— Begin QUOTED TEXT —
If the software is unable to output a version number on the command-line then it can be manually specified e.g. homer/annotatepeaks module.

Naming conventions

The directory structure for the module name must be all lowercase e.g. software/bwa/mem/. The name of the software (i.e. bwa) and tool (i.e. mem) MUST be all one word.
The process name in the module file MUST be all uppercase e.g. process BWA_MEM {. The name of the software (i.e. BWA) and tool (i.e. MEM) MUST be all one word separated by an underscore.
All parameter names MUST follow the snake_case convention.
All function names MUST follow the camelCase convention.

Module parameters

A module file SHOULD only define input and output files as command-line parameters to be executed within the process.
All other parameters MUST be provided as a string i.e. options.args where options is a Groovy Map that MUST be provided in the input section of the process.
If the tool supports multi-threading then you MUST provide the appropriate parameter using the Nextflow task variable e.g. --threads $task.cpus.
Any parameters that need to be evaluated in the context of a particular sample e.g. single-end/paired-end data MUST also be defined within the process.

Input/output options

Named file extensions MUST be emitted for ALL output channels e.g. path "*.txt", emit: txt.
Optional inputs are not currently supported by Nextflow. However, "fake files" MAY be used to work around this issue.

Module software

Fetch "docker pull" address for latest Biocontainer image of software: e.g. https://biocontainers.pro/#/tools/samtools.
— End QUOTED TEXT —
WHAT THIS EXERCISE ASKS:
1/ Count the lines in the records below that contain the string "grille". Reply with the number alone.
2/ Write the next part of the module conventions text above, picking up right after its last sentence.
— Begin RECORDS FOR THIS EXERCISE —
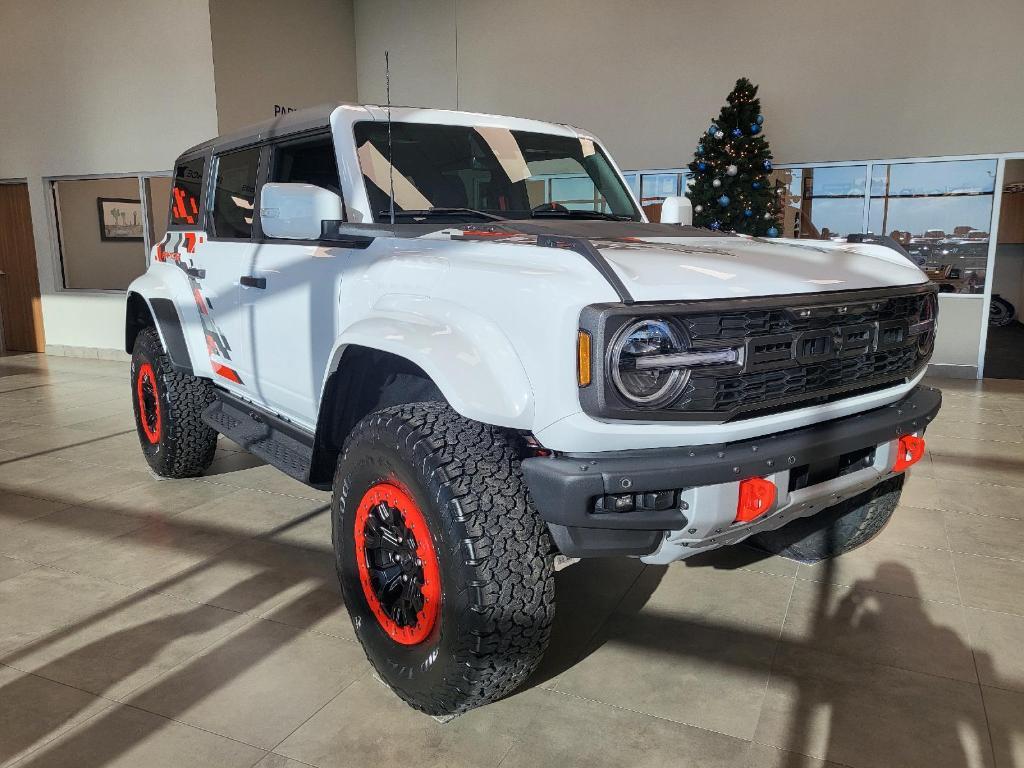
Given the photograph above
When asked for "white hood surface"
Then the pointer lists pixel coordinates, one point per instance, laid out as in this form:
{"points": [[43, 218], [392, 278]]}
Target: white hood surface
{"points": [[689, 268]]}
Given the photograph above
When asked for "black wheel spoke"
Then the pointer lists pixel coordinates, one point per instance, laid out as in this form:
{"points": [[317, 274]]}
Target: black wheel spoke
{"points": [[396, 572]]}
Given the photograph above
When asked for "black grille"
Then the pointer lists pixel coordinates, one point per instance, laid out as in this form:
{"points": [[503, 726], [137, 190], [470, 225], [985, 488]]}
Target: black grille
{"points": [[801, 355], [740, 325], [718, 393]]}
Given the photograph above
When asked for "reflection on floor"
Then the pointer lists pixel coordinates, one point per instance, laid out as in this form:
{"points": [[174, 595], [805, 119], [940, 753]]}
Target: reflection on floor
{"points": [[1005, 351], [199, 623]]}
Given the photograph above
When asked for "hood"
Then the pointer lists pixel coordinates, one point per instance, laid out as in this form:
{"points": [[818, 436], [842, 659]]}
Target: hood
{"points": [[687, 268], [668, 262]]}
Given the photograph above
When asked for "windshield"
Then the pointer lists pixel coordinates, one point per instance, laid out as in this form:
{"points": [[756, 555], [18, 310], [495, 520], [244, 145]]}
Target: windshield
{"points": [[485, 170]]}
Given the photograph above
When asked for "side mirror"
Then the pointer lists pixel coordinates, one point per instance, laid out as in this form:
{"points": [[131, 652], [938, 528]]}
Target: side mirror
{"points": [[296, 211], [677, 210]]}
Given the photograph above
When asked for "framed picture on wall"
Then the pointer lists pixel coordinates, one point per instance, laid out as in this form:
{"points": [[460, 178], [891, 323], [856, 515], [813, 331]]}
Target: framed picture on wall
{"points": [[120, 218]]}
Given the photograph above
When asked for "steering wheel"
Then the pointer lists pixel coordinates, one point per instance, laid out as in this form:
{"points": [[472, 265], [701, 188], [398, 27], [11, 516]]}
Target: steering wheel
{"points": [[552, 206]]}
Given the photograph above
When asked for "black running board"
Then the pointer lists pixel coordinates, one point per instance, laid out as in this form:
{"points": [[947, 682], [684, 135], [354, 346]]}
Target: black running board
{"points": [[276, 441]]}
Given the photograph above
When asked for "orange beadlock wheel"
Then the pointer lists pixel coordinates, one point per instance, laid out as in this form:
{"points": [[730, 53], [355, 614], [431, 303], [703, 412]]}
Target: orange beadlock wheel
{"points": [[397, 563], [148, 402]]}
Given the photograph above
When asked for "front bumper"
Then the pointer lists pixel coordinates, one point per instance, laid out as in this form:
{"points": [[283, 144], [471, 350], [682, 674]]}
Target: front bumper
{"points": [[813, 468]]}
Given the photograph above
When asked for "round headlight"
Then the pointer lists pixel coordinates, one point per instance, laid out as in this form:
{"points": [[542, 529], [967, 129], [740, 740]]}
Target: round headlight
{"points": [[646, 384]]}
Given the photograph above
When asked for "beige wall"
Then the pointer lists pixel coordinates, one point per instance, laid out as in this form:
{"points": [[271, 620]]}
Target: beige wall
{"points": [[88, 260], [268, 53], [90, 87], [958, 336], [839, 80]]}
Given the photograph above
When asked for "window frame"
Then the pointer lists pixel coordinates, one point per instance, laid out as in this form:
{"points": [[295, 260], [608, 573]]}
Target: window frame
{"points": [[267, 161], [201, 216], [55, 232], [209, 190]]}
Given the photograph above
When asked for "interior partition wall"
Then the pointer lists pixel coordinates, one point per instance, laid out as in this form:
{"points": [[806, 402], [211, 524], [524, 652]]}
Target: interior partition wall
{"points": [[103, 227], [942, 210]]}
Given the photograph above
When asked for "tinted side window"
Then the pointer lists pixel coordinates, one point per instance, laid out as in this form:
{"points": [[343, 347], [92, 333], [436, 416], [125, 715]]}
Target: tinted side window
{"points": [[308, 161], [235, 194], [186, 193]]}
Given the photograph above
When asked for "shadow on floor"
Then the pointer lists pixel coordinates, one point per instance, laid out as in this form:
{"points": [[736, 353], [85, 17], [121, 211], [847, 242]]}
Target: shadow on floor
{"points": [[1005, 351], [589, 594]]}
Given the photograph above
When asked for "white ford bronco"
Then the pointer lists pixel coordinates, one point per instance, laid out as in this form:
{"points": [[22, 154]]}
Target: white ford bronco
{"points": [[465, 326]]}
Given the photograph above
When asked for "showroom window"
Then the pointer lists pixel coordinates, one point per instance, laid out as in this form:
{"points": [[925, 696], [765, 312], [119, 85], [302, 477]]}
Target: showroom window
{"points": [[235, 194], [941, 212], [821, 203], [104, 226]]}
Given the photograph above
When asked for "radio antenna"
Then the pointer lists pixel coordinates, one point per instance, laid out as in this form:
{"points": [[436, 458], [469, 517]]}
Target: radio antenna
{"points": [[390, 156]]}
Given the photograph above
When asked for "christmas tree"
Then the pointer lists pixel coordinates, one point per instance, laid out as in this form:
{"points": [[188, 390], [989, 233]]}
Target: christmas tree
{"points": [[731, 189]]}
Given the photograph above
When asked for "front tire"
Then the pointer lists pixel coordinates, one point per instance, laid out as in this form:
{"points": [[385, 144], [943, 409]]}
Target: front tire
{"points": [[444, 564], [169, 408], [836, 530]]}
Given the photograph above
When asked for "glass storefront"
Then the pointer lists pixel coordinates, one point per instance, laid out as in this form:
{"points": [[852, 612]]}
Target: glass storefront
{"points": [[941, 212], [821, 203]]}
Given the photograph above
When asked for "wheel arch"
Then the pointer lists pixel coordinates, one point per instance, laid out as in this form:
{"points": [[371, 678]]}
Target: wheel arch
{"points": [[450, 355], [141, 312], [365, 380]]}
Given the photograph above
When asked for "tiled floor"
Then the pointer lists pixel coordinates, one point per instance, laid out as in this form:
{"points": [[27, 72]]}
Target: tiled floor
{"points": [[198, 623]]}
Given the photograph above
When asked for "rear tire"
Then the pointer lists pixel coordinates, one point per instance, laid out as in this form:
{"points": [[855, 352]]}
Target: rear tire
{"points": [[835, 530], [465, 512], [169, 408]]}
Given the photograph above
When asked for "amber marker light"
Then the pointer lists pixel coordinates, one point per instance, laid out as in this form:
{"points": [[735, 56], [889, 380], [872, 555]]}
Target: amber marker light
{"points": [[583, 358]]}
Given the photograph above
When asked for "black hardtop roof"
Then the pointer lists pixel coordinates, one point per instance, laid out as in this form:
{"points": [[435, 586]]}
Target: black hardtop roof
{"points": [[283, 125]]}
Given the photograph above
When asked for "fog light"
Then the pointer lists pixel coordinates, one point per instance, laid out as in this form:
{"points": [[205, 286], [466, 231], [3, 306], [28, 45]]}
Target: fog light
{"points": [[756, 497], [909, 451]]}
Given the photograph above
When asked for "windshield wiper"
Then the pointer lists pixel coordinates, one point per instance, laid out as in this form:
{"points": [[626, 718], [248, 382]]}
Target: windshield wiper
{"points": [[576, 214], [428, 212]]}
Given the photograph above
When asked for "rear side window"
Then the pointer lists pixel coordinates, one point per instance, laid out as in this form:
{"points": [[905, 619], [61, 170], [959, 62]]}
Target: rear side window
{"points": [[186, 192], [235, 194], [308, 161]]}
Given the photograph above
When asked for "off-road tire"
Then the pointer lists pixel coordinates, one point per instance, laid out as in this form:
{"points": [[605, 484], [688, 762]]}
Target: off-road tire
{"points": [[494, 552], [184, 444], [837, 529]]}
— End RECORDS FOR THIS EXERCISE —
TASK RESPONSES:
1/ 2

2/
If required, multi-tool containers may also be available and are usually named to start with "mulled".
List required Conda packages. Software MUST be pinned to channel (i.e. "bioconda") and version (i.e. "1.10") as in the example below. Pinning the build too e.g. "bioconda::samtools=1.10=h9402c20_2" is not currently a requirement.

Resource requirements

Provide appropriate resource label for process as listed in the nf-core pipeline template
If the tool supports multi-threading then you MUST provide the appropriate parameter using the Nextflow task variable e.g. --threads $task.cpus.

Defining inputs, outputs and parameters

A module file SHOULD only define inputs and outputs as parameters. Additionally,
- it MUST define threads or resources where required for a particular process using task.cpus
- ~~it MUST be possible to pass additional parameters to the tool as a command line string via the params.<MODULE>_args parameter.~~
- it MUST be possible to pass additional parameters as a nextflow Map through an additional input channel val(options) [Details require discussion].
- All NGS modules MUST accept a triplet [name, single_end, reads] as input. The single-end boolean values MUST be specified through the input channel and not inferred from the data e.g. here.
Process names MUST be all uppercase.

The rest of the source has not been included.